## Passage
=== Begin Enclosure ===
This week, congress officially shelved the 'Research Works Act’. This bill was proposed late last year and its main point was banning federal agencies from mandating that federally funded research be made publicly available. This bill stands in direct opposition to the recent trend of open access publications and prior mandates from the National Institutes of Health (NIH) that all research funded by them be made freely available to the public. From the taxpayers’ perspective, it is logical that federally funded research should be made publicly available to those that helped to fund it. Imagine a different scenario where the Centers for Disease Control and Prevention paid 100 million dollars to produce 'Contagion’, gave it away to Warner Bros, and allowed them to charge $12 a ticket for viewers to go see the film in theaters. It is a ludicrous proposition, and precisely what the NIH mandate tries to prevent.
=== End Enclosure ===
## Material shown
=== Begin Enclosure ===
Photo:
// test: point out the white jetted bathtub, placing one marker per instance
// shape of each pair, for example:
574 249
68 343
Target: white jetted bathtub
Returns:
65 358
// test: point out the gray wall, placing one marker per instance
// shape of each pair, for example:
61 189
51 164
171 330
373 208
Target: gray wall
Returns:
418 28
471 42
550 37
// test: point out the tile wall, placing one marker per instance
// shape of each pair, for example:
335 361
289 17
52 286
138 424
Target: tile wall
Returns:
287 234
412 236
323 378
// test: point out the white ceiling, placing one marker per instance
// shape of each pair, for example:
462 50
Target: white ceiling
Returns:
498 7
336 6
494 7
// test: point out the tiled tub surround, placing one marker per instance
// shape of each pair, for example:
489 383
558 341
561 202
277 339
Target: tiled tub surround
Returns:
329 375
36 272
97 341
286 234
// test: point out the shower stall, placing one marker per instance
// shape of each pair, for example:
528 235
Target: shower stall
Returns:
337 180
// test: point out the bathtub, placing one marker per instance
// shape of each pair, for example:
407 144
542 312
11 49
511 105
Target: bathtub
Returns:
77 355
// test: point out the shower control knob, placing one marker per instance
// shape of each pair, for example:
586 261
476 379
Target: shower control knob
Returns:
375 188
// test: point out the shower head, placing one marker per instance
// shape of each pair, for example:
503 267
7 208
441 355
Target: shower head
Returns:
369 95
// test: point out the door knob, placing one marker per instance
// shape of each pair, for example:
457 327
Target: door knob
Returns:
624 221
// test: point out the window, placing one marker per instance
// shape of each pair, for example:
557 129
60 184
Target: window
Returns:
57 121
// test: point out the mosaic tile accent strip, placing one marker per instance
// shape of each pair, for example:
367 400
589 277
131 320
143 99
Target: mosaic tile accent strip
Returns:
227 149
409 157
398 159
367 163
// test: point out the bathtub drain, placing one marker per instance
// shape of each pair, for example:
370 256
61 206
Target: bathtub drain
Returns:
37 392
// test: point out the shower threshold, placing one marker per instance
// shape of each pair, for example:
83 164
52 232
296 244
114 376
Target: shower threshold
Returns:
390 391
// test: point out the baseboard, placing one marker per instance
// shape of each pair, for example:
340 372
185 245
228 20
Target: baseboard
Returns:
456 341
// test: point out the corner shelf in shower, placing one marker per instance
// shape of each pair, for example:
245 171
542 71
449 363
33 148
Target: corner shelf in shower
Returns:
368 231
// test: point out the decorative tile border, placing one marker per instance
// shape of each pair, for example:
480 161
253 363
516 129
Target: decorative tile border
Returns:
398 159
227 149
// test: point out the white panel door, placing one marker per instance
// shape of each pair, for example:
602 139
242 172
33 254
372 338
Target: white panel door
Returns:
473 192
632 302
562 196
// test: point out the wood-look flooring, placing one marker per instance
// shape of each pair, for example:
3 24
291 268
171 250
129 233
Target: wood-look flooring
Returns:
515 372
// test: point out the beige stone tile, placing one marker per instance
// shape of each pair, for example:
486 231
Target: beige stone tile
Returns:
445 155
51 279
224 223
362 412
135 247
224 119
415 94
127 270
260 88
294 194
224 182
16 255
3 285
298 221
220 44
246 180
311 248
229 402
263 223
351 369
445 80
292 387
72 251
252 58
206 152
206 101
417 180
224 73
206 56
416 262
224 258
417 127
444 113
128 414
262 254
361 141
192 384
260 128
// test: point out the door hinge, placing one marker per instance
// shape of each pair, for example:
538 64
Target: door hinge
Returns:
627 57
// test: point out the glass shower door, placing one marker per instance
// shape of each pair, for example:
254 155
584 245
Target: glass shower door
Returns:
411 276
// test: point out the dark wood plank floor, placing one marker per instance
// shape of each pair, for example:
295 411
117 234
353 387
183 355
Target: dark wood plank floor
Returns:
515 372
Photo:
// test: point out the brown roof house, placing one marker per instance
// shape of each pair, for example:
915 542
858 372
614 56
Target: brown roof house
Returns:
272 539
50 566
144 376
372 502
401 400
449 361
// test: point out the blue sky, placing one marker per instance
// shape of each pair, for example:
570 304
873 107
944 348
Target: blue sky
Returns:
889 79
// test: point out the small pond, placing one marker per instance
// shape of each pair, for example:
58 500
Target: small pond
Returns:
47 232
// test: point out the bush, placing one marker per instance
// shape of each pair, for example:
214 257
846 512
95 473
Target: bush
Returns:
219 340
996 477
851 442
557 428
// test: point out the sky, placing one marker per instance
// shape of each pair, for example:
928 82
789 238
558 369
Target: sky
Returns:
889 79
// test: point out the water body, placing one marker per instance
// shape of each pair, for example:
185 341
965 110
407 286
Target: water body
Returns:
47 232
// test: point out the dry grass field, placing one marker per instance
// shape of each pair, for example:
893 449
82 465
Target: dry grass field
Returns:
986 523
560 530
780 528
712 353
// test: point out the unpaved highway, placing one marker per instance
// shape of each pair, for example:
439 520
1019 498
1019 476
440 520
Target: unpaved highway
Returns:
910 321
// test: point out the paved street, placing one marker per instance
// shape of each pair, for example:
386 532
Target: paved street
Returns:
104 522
=== End Enclosure ===
## What needs to be done
Continue the passage on the Research Works Act, starting after its last sentence. The lines are separate material and have no connection to the Research Works Act passage.

## Response to this task
So why would anyone want to limit access to research? Its entirely obvious, but this is where parallels to copyright infringement, media piracy, and SOPA/PIPA emerge. One of the major headlines to come out of this relatively short debate was the 7,500 strong researcher boycott of Elsevier – a journal publishing company that initially sponsored the bill and was subsequently pressured to withdraw support, thus ending the bills hopes of proceeding. As a company which publishes scientific research at a considerable cost, it is in Elsevier’s interest to prevent their content from being distributed freely. Even as a child of the internet age that has come to expect that all of my media content be free, I can sympathize with this concern.
Creating and distributing music costs money and so too does creating and distributing research. It’s not to say that garage-band musicians who independently distribute can’t make a profit, and scientists who publish on sites like arXiv can’t readily distribute their research. But big journals, like big record labels and film studios, clearly distribute research broadly. More importantly, they also add value to the research by facilitating the peer review processes at a considerable financial cost. In the same way that musicians and film-makers have to deal with increasingly open access to their content (though it doesn’t mean many have not tried, and failed, to fight this) so too must the publication companies. Their efforts should thus be focused more on how to change their business model to adapt to this ideological shift, which journals can clearly do – other publication groups including Nature and the PLoS are doing just that and came out in opposition to this bill.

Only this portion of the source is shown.